REQUIRED WORK => Please write out the records exactly, starting at the very beginning and ending with the line that contains "column 20, row 453", both ends included.

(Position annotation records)

______

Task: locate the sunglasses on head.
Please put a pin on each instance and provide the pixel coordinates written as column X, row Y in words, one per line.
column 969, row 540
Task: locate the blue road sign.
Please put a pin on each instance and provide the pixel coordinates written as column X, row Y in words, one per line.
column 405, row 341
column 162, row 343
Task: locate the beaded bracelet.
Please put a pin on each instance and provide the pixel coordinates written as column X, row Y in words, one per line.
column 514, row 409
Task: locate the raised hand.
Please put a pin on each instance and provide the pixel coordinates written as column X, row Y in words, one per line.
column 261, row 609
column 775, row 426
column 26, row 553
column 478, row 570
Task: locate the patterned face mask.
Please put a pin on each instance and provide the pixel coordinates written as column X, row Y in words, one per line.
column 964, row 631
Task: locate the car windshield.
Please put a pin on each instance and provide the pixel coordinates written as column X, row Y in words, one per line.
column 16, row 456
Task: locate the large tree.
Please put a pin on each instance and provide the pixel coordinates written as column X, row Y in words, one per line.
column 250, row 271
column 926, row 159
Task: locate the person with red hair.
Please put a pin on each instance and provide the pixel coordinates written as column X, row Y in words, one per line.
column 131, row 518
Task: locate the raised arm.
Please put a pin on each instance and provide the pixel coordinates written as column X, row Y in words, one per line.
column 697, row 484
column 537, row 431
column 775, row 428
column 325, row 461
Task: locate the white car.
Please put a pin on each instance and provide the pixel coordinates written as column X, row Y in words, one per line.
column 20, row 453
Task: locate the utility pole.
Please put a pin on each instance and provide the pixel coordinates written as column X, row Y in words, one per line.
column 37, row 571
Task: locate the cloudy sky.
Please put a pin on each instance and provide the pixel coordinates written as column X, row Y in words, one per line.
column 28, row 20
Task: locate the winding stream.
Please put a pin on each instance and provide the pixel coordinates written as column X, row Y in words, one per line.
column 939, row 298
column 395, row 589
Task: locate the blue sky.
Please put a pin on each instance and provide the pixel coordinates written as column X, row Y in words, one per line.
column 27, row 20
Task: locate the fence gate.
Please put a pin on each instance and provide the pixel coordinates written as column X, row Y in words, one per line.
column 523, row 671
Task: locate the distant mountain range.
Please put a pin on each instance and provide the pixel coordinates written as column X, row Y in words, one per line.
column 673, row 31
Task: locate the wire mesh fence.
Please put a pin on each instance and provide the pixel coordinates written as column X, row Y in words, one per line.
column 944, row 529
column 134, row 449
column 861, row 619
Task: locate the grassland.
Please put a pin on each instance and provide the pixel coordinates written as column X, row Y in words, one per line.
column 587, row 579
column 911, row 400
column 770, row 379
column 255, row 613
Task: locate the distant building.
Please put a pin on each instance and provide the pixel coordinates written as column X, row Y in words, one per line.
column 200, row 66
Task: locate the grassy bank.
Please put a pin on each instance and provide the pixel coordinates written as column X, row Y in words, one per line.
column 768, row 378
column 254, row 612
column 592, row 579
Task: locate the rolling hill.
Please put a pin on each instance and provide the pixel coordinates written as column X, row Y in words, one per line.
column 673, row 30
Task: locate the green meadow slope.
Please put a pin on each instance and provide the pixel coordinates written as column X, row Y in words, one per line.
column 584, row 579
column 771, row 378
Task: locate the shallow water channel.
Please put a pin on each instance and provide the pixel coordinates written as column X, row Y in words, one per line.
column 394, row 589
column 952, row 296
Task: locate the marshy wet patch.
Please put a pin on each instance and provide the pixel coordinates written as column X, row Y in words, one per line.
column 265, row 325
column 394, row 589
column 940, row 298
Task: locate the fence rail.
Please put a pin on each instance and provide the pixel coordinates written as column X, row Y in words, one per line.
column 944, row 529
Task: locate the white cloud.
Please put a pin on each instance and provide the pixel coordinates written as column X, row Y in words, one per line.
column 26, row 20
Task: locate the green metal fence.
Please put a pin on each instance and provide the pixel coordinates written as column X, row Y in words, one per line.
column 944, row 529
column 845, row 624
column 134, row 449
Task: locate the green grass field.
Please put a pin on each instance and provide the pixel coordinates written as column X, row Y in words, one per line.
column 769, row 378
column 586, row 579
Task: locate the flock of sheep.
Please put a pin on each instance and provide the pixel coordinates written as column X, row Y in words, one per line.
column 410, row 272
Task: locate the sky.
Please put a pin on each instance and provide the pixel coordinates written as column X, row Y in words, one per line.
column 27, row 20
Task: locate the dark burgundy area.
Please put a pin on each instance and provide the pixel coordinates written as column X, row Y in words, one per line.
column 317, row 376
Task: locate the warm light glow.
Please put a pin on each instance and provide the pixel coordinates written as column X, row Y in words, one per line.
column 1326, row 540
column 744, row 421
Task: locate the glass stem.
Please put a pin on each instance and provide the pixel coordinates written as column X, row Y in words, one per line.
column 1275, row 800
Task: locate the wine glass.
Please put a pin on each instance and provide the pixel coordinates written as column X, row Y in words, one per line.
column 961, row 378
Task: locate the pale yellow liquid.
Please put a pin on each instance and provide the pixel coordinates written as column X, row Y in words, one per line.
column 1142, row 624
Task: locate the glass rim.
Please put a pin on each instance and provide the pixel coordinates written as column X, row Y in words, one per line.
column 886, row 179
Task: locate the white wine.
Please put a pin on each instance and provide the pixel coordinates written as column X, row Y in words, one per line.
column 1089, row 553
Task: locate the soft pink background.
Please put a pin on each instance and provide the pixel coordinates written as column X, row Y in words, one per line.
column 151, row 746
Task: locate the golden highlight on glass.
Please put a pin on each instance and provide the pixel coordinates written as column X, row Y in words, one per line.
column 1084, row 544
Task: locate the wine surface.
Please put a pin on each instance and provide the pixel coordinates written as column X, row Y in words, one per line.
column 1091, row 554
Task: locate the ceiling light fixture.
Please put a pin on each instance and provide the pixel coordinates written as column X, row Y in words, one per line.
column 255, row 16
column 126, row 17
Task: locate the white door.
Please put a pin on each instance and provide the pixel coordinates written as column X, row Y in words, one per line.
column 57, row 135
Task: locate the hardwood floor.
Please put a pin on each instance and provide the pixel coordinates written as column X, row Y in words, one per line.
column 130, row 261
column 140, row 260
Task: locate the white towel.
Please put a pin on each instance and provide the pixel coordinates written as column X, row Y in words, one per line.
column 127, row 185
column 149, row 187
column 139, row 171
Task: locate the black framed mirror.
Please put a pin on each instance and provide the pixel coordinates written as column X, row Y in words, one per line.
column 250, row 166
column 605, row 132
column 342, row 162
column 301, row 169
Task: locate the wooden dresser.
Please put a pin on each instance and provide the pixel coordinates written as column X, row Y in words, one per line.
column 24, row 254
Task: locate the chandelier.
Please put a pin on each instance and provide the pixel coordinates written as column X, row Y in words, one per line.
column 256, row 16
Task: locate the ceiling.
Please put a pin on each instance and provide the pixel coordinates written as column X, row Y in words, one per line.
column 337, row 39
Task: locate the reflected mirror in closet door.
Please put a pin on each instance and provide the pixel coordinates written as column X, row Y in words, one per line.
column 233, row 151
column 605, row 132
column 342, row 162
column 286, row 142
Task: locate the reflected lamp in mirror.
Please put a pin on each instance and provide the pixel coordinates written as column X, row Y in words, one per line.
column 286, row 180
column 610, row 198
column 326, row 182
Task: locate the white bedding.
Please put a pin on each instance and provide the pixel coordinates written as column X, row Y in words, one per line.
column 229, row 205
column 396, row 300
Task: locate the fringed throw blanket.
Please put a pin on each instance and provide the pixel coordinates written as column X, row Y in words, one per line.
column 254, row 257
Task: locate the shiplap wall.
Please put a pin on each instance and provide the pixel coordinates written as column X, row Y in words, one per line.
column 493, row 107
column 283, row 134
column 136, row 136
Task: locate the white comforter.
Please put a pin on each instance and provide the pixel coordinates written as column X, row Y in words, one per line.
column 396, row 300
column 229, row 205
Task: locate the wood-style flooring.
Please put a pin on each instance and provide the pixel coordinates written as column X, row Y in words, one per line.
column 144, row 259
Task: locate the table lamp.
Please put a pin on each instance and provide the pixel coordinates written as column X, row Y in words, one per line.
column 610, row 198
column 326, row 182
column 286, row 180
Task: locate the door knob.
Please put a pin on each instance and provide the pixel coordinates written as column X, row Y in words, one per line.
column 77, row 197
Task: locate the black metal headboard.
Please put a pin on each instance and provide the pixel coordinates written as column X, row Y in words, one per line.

______

RESPONSE TO THIS TASK =>
Task: locate the sunglasses on head.
Please put a pin on each instance and provide the pixel coordinates written as column X, row Y in words, one per line.
column 969, row 540
Task: locate the blue road sign.
Please put a pin on each instance and provide the pixel coordinates written as column X, row Y in words, one per line.
column 405, row 341
column 162, row 343
Task: locate the beaded bracelet.
Please put a pin on each instance and provide the pixel coordinates written as column X, row Y in words, one per line.
column 514, row 409
Task: locate the raised hand.
Please put a pin on each instance and provide the pixel coordinates written as column X, row Y in words, one per line.
column 261, row 609
column 775, row 426
column 26, row 553
column 478, row 570
Task: locate the patterned face mask.
Please put a pin on each instance and provide the pixel coordinates written as column X, row Y in words, one per line.
column 964, row 631
Task: locate the car windshield.
Please put a pin on each instance and provide the pixel coordinates written as column X, row Y in words, one per line.
column 16, row 456
Task: locate the large tree.
Please put a pin on each instance and provide the pixel coordinates written as column X, row Y in words, one per line.
column 250, row 271
column 926, row 159
Task: locate the person with red hair.
Please put a pin on each instance and provide the pixel coordinates written as column X, row Y in words, one per line.
column 131, row 518
Task: locate the raised arm.
Please put a pin on each instance and provide the pixel coordinates written as column X, row Y in words, one per line.
column 697, row 484
column 537, row 431
column 775, row 428
column 325, row 461
Task: locate the white car.
Please put a pin on each instance and provide the pixel coordinates written as column X, row Y in words, one per line.
column 20, row 453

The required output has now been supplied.